● THE INPUT
****************************************
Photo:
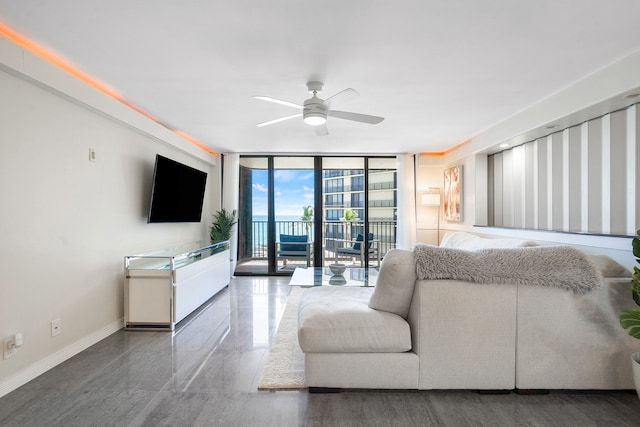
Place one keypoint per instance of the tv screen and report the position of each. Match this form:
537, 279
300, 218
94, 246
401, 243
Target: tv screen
177, 193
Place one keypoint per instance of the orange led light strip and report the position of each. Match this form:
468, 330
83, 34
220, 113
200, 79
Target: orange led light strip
442, 153
61, 63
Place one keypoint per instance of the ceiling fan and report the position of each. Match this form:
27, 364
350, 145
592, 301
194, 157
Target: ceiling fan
316, 110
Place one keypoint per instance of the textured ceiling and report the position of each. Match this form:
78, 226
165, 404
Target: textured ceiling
438, 71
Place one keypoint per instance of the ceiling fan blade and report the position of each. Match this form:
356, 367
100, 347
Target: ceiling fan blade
342, 97
356, 117
279, 101
281, 119
321, 130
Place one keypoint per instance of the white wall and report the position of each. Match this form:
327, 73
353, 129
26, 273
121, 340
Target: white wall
594, 95
66, 223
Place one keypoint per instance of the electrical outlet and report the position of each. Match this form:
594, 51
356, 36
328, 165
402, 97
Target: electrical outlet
56, 327
9, 350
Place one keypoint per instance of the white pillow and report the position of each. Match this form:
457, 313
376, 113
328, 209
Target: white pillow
471, 242
396, 280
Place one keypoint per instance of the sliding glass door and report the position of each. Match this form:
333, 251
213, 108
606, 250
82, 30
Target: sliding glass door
299, 211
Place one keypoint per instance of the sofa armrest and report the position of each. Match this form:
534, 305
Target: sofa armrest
464, 334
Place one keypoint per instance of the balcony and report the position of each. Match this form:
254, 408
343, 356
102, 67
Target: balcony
253, 246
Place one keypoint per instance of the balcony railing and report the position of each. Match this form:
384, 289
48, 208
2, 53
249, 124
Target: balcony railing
384, 231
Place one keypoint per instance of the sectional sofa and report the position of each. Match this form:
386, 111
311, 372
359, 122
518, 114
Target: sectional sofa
487, 332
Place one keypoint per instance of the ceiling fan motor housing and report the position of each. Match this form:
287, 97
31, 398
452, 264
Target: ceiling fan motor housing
314, 111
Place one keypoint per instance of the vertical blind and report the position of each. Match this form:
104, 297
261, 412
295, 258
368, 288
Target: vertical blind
580, 179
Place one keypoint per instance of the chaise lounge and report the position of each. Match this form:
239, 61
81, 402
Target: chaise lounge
418, 329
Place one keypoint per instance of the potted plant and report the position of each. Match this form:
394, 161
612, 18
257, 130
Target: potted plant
222, 227
630, 318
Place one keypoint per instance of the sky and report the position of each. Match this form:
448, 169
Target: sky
293, 191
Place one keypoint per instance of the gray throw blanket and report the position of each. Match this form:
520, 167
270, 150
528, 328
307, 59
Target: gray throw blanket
555, 266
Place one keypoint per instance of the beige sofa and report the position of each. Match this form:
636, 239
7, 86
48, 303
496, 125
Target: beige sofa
454, 334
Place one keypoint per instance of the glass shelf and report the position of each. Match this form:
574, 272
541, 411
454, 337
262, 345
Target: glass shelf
173, 257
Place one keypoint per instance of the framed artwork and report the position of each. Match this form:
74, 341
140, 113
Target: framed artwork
453, 193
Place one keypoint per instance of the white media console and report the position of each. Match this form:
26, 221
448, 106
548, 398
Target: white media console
164, 286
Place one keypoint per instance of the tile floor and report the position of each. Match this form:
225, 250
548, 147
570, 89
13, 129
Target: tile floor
206, 374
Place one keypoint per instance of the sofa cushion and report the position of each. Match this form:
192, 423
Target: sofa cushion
471, 242
396, 280
607, 266
338, 320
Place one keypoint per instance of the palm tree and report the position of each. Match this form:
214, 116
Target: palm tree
222, 227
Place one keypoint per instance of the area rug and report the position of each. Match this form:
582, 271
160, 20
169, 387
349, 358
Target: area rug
284, 369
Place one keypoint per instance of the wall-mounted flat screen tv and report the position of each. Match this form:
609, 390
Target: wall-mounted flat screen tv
178, 192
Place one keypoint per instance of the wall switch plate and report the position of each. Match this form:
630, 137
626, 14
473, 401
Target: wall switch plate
8, 351
56, 327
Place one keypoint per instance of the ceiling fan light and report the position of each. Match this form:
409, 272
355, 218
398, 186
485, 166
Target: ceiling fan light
315, 119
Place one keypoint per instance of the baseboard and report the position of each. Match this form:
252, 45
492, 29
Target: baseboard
42, 366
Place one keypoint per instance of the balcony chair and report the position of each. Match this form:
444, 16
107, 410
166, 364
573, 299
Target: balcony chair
294, 247
357, 249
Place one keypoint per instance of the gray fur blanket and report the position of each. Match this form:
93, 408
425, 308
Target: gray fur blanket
555, 266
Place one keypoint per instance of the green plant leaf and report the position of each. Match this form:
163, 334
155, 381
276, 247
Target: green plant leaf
630, 319
635, 243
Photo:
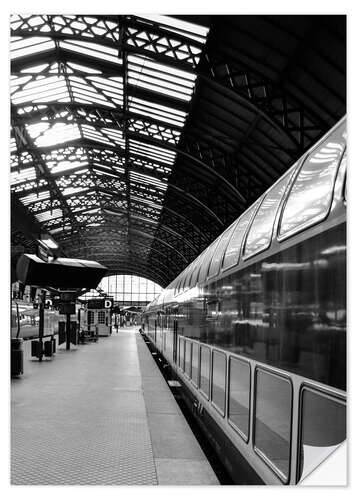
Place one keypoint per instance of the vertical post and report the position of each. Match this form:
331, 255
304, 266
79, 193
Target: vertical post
68, 331
41, 324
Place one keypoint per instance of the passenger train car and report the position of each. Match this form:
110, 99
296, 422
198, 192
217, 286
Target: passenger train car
255, 327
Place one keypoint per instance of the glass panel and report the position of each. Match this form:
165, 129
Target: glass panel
218, 254
219, 380
188, 358
310, 197
323, 429
239, 394
205, 370
273, 420
259, 235
232, 253
194, 372
181, 353
207, 260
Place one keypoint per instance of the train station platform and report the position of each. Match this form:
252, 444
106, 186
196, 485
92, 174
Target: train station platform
101, 414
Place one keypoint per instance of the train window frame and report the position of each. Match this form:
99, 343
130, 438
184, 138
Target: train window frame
254, 208
230, 422
290, 176
188, 344
196, 382
194, 264
215, 406
200, 262
221, 257
207, 396
279, 474
207, 261
309, 224
334, 396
****************************************
Although the records contain pictures, your copy should hold only the text, reproduced exactly.

● ANSWER SPACE
Photo:
Place one keypoint per instance of the tv screen and report the position of each. Match this form:
537, 279
300, 218
94, 246
401, 243
Target: tv screen
177, 193
Place one keypoint per instance of the orange led light strip and report the position of each. Match this form:
468, 330
83, 34
220, 113
200, 79
Target: orange led light strip
442, 153
61, 63
Place one keypoint per instance of the ceiling fan and report the position of each. Match this form:
27, 364
350, 145
592, 301
194, 157
Target: ceiling fan
316, 110
Place one keypoint per instance of the textured ceiling and report the position of each. Match this form:
78, 226
165, 404
Target: textured ceiling
438, 71
Place one keypoint per instance of the ceiling fan blade and report the position of each. Match this form:
356, 367
100, 347
Target: ceiling fan blade
342, 97
356, 117
279, 101
281, 119
321, 130
Place one keypoint per instance of the white wall and report the position of each. Match this form:
327, 73
353, 129
26, 273
121, 340
Target: white wall
594, 95
66, 223
Place one keypoint per instance of the electrical outlet and report the position of each. Match this form:
594, 51
356, 36
328, 165
402, 97
Target: electrical outlet
56, 327
9, 350
Place one keypoint per instance of the white pillow and report the position of each. Match this form:
457, 313
376, 113
328, 209
Target: white pillow
471, 242
396, 280
Place one keypoint per instance of the sliding glass door and report the position of each. Match this form:
333, 251
213, 108
606, 250
82, 30
Target: sliding glass door
299, 211
Place one keypoint per instance of the sofa armrest and report the position of each. Match this form:
534, 305
Target: sofa armrest
464, 334
Place one keypoint per instance of the balcony and report the position of each. Match this form:
254, 408
343, 356
102, 67
Target: balcony
253, 246
Place one keypoint per instance of the balcony railing and report the position of each. Match this form:
384, 289
48, 208
2, 53
249, 124
Target: balcony railing
384, 231
Place one keypoint per instance of the sectional sofa and report the position of each. Match this form:
386, 111
311, 372
359, 122
518, 114
Target: sectional sofa
487, 332
Place one keypoint per instance of the ceiling fan motor housing and report the position of each. Match this form:
287, 97
31, 398
452, 264
Target: ceiling fan motor housing
314, 111
Place one keypoint per instance of the vertical blind and report the position of each. Match this form:
104, 297
261, 412
295, 258
368, 288
Target: vertical blind
580, 179
Place one keypoint per instance of the chaise lounge and report the position of each. Match this form:
239, 61
81, 402
Target: chaise lounge
418, 329
Place one keypoint per instance of the potted plant and report the position of each. Match this form:
394, 161
612, 18
257, 130
Target: potted plant
222, 227
630, 318
Place one keypoint per instance of the sky and report the position of each. Match this form:
448, 169
Target: sky
293, 191
Place one keypoint per instance of the gray throw blanket and report the position of each. Match this form:
520, 167
270, 150
528, 328
307, 59
Target: gray throw blanket
555, 266
Place one keypoint per instance of the beige sofa and report the position of each. Match this form:
636, 239
7, 86
48, 303
496, 125
Target: beige sofa
454, 334
Place one keypoint per instance of the glass shelf and report the position of each. Match this form:
574, 272
541, 411
454, 337
262, 345
Target: glass shelf
173, 257
Place one keypoint per instance of the framed artwork and report the position of each. Match this form:
74, 341
140, 113
Target: framed artwork
453, 193
Place one keypoint per instance of the white media console and report the position of each. Match this form:
26, 221
448, 106
548, 398
Target: white media console
164, 286
Place one keypoint per instance of the tile floor and report the position of each. Match this form:
225, 250
548, 147
570, 89
13, 129
Target: tile floor
206, 374
Place one keypoint per instance of the sofa cushion and report the position of each. Match this form:
192, 423
Target: sofa cushion
471, 242
396, 280
607, 266
338, 320
Place one keypoint per instance of the palm tree and report the position of each. Match this form:
214, 116
Target: palm tree
222, 227
Place one keypoint per instance of the area rug and report the position of each. Match this form:
582, 271
160, 20
169, 387
349, 358
Target: area rug
284, 369
Place one keypoint per instance of the wall-mounted flat screen tv and report the position of each. Match this form:
609, 390
Target: wall-mounted flat screen tv
178, 192
Place one keypoint per instance of the wall switch plate and report the position of each. Match this form:
630, 137
626, 14
473, 401
Target: wall switch plate
8, 351
56, 327
Place one keypoint per instance of the ceiling fan light and report the position of each. Match this form:
409, 272
355, 218
398, 186
485, 166
Target: ceiling fan light
315, 119
Place one keypoint per instance of the baseboard and report the position of each. Match this form:
252, 45
492, 29
Target: baseboard
42, 366
Place one keypoint per instance of the balcony chair and report the position of each. Match this form:
444, 16
107, 410
166, 364
573, 299
Target: balcony chair
294, 247
357, 249
Place one keypoint per instance of the gray fur blanket and report the position of each. Match this form:
93, 408
425, 308
Target: gray fur blanket
555, 266
Place one keypoint per instance of the green plant leaf and report the position of each. Match this form:
163, 334
155, 381
276, 247
Target: green plant leaf
630, 319
635, 243
Photo:
Place one keypoint per instance of the vertical post and report the position of each. Match this form:
331, 255
304, 266
79, 193
Target: vertical post
68, 331
41, 324
Place one keypoint per instance of the passenger train car and report the position of each. Match this form:
110, 99
296, 422
198, 192
217, 286
Target: passenger train car
255, 327
Place one keypoint per instance of the glass panel and report the position of each. Match this form:
165, 129
Target: glass panel
218, 254
219, 380
188, 358
310, 197
323, 429
239, 394
205, 370
273, 420
259, 235
232, 253
194, 372
181, 353
207, 260
Place one keypoint per instance of the train station platform and report the position of each. Match this form:
252, 444
106, 186
196, 485
92, 174
Target: train station platform
101, 414
Place one keypoint per instance of the train window frame and report the position of each. Match this form:
99, 343
130, 438
184, 138
Target: train window frame
254, 208
230, 422
290, 176
188, 344
196, 382
194, 264
215, 406
200, 262
221, 257
207, 396
279, 474
207, 261
309, 224
334, 396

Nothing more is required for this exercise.